**PAGE EXCERPT:**
____
Georgian and Azerbaijani foreign ministers held a phone conversation on May 17 to discuss a recent controversy, caused after repositioning of Azerbaijani border guards on May 6 in a disputed border section running through Davit Gareji monastery complex, no longer allowing visitors from Georgia to access some of the sites of the complex.

Portion of Davit Gareji complex with its cave monasteries is one of the major stumbling blocks in border demarcation talks ongoing for many years already between Georgia and Azerbaijan.

During the Soviet times the monastery complex was split by administrative border with major part of the complex falling within Georgia and another portion within Azerbaijan. Since the collapse of the Soviet Union the two countries have been trying in vain to agree on the border demarcation.

The monastery complex, construction of which started in 6th century, is located in Gareji semi-desert about 70 kilometers southeast of Tbilisi and is one of Georgia’s important cultural and religious heritage sites and home of Georgian Orthodox monks.

Historical aspect of the area is also mentioned by some Azerbaijani commentators when addressing the dispute; in particular, some Azerbaijani historians argue, that the area was part of the territory, which was home to the Caucasian Albanians, who are believed to have been the earliest inhabitants of Azerbaijan. This historical context was raised at least once publicly by the Azerbaijani Foreign Ministry official back in 2007, triggering Tbilisi’s protest against bringing into border talks “debate of historical nature”. That public verbal exchange between the officials of two countries was a notably rare exception as both sides have always been tending not to overshadow “strategic” relations by this dispute.

Probably more important aspect of the dispute, at least for Azerbaijan, is the fact that the area in question occupies high ground causing its strategic importance as territories of both Azerbaijan and Georgia can been well monitored from that ridge.

Until May 6, 2012 visitors from Georgia were able to freely access part of complex, including the Udabno monastery, made up of caves cut into the rocks across the ridge.
____
**STORED DATA:**
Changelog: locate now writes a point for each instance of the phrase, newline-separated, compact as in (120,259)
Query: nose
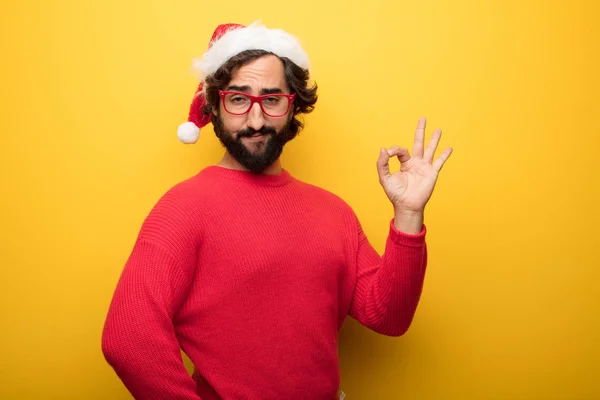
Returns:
____
**TASKS TO COMPLETE:**
1. Answer these about the Davit Gareji excerpt:
(a) On what date did the Georgian and Azerbaijani foreign ministers hold their phone conversation?
(b) In which century did construction of the monastery complex begin?
(c) Which cave monastery could visitors from Georgia freely access until May 6, 2012?
2. Rename "semi-desert" to "steppe" in the Davit Gareji excerpt, and write out everything from "The monastery complex, construction" down to "Georgian Orthodox monks." with that change.
Rely only on the text above.

**SOLUTIONS TO THE TASKS:**
1.
(a) May 17
(b) The 6th century
(c) The Udabno monastery

2.
The monastery complex, construction of which started in 6th century, is located in Gareji steppe about 70 kilometers southeast of Tbilisi and is one of Georgia’s important cultural and religious heritage sites and home of Georgian Orthodox monks.